REQUEST :: Pull out every line of the items below that contains the string "hair", copying each line in full.

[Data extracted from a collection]

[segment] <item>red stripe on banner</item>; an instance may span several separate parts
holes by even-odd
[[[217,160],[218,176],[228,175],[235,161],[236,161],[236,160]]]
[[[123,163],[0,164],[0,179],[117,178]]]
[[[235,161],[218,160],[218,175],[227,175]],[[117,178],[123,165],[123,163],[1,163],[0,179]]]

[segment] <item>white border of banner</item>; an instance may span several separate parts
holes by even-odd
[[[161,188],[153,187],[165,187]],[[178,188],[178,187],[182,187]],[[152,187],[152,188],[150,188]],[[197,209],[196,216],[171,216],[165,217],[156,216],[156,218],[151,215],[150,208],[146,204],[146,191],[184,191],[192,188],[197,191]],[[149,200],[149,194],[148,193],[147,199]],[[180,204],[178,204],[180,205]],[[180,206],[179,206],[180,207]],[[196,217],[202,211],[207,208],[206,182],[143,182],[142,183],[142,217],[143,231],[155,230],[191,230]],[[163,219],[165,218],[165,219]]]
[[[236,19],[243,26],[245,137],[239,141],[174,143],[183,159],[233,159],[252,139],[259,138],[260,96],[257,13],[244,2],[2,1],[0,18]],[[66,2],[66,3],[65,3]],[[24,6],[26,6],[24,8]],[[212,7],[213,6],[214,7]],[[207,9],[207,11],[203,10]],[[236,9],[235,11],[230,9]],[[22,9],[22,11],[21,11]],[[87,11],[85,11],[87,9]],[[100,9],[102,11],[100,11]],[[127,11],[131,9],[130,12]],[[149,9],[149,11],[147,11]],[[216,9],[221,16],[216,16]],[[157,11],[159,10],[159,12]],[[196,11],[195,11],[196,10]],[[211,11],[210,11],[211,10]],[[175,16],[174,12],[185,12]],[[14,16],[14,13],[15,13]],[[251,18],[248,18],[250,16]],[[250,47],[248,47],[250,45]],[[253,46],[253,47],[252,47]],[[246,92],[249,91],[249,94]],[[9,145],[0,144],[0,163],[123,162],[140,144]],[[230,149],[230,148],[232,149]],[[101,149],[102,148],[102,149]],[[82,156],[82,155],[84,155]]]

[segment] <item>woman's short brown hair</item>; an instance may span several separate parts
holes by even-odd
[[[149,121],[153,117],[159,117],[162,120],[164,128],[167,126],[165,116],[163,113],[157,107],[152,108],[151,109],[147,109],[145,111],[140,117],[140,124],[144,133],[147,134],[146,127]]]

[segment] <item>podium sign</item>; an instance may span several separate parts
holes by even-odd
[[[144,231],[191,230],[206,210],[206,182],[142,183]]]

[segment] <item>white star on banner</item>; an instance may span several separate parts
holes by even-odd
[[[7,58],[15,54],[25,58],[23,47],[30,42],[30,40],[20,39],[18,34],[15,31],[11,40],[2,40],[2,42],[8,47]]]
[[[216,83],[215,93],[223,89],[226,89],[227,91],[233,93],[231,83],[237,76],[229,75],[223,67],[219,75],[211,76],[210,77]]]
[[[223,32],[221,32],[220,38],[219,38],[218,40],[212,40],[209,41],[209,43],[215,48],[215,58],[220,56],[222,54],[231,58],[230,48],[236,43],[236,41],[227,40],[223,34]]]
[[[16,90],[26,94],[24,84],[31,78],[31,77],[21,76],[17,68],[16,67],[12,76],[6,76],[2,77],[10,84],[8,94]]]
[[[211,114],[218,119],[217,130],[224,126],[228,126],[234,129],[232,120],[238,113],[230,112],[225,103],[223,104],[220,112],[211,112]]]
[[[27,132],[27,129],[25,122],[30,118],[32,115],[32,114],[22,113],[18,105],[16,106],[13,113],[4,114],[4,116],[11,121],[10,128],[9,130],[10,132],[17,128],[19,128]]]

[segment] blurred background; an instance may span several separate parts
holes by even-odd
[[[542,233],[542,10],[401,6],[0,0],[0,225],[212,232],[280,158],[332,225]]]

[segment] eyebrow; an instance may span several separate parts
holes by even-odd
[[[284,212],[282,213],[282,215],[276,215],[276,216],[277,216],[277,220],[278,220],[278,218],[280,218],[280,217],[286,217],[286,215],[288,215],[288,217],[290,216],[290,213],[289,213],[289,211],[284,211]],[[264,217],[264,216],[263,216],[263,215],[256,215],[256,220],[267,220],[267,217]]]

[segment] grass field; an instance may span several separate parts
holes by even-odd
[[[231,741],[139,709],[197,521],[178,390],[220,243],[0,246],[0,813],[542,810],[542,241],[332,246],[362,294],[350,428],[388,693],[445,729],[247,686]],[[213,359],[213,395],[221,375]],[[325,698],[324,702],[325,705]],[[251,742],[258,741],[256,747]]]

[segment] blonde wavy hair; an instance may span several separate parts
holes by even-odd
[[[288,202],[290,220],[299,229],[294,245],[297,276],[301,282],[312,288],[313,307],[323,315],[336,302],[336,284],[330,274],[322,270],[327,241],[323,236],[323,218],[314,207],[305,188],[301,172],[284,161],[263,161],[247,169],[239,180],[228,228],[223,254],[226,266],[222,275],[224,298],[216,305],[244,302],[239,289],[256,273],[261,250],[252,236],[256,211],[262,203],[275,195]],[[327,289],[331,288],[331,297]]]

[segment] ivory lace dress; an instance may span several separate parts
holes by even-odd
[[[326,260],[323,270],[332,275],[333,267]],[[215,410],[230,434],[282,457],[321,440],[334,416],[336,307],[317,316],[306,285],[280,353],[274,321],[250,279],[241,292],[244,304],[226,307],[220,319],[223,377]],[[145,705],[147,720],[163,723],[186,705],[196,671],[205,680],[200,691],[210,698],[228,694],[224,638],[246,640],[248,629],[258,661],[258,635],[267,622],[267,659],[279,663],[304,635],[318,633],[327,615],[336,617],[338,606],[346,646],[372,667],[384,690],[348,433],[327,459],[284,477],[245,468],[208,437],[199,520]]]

==

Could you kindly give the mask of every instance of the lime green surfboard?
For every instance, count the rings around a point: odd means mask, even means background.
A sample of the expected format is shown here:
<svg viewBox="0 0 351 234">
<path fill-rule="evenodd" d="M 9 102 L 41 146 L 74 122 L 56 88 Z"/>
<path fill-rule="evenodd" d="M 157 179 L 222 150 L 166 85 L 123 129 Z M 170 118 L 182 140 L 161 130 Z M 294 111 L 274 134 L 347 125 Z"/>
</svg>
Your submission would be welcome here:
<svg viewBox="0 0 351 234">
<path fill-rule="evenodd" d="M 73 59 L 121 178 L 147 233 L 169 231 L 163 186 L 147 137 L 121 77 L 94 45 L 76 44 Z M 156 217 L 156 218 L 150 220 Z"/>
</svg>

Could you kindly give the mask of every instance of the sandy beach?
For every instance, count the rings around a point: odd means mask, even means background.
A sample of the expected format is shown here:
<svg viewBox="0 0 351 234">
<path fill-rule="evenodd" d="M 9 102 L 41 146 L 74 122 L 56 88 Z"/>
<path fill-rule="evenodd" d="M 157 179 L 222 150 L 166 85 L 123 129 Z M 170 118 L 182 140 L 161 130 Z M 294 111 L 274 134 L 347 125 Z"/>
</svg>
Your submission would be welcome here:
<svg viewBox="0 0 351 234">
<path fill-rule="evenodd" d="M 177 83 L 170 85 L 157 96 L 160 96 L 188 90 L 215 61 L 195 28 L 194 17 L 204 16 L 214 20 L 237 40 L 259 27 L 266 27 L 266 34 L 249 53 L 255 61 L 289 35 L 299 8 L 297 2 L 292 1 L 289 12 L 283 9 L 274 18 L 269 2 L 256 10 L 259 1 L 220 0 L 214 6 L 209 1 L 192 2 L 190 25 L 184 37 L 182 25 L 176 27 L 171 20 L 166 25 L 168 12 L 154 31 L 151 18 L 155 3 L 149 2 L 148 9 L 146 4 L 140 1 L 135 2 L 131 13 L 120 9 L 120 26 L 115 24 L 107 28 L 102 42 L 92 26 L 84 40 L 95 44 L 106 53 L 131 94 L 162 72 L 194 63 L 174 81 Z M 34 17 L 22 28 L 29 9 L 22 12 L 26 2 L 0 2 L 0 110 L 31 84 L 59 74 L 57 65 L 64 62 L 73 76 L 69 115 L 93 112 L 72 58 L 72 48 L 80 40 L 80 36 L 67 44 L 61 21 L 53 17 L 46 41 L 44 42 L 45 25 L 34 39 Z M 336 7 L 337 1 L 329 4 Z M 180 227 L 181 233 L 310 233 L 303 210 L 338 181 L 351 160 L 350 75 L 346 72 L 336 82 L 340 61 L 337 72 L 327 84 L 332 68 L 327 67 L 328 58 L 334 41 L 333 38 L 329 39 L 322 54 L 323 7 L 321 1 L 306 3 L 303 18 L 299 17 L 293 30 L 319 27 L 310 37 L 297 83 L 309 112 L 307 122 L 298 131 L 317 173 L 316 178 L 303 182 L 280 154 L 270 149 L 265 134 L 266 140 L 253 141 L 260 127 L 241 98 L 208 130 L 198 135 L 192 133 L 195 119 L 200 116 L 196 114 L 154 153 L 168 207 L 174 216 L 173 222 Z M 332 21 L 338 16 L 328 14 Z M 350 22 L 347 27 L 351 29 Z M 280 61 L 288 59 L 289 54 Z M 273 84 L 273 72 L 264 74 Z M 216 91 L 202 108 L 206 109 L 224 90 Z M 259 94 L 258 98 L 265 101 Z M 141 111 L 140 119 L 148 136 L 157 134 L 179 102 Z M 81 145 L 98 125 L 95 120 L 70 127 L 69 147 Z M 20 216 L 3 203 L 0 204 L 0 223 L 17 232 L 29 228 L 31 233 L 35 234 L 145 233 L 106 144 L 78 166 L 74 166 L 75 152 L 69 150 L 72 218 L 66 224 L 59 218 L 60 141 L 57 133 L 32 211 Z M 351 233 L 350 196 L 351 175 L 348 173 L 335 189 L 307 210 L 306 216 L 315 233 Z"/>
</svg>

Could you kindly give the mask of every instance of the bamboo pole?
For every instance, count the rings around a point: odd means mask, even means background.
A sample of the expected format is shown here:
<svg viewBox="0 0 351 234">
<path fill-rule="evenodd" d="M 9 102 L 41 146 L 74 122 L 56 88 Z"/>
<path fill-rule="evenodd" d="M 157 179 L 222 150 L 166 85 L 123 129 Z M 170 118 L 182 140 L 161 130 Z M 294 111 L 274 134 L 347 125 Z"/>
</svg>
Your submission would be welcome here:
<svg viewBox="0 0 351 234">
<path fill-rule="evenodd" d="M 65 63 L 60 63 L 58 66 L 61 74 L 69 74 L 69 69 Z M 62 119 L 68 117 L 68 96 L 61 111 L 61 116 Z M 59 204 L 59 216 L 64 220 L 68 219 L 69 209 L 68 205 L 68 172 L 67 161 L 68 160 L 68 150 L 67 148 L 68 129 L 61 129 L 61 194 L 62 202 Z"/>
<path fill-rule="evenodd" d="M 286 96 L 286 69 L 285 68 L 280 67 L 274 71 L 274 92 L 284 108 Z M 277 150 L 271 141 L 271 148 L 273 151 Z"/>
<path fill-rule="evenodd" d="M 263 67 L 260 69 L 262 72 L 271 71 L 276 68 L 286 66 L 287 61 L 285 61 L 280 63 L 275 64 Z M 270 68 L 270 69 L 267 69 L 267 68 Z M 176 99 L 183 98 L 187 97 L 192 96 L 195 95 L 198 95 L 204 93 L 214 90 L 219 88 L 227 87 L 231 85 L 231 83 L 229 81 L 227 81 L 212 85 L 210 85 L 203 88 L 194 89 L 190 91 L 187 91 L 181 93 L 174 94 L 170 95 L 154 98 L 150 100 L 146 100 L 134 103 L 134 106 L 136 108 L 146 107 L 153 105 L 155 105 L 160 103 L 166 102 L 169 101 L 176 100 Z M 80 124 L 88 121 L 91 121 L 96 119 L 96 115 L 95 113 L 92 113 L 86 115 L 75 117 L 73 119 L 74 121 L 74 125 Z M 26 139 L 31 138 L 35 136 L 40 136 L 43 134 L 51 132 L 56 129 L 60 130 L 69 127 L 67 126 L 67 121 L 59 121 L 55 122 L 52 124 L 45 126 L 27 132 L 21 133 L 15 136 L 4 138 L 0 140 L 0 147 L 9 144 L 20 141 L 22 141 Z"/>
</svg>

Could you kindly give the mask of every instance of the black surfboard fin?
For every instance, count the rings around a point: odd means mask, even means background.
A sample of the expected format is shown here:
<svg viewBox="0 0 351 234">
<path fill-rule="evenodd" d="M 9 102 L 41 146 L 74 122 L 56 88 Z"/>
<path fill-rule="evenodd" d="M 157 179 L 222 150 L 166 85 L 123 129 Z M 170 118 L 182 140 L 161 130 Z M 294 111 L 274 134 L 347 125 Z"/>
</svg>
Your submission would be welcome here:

RESULT OF THIS EXERCISE ::
[segment] <item>woman's short brown hair</item>; an instance may span several separate parts
[segment] blonde wavy hair; an instance may span several separate parts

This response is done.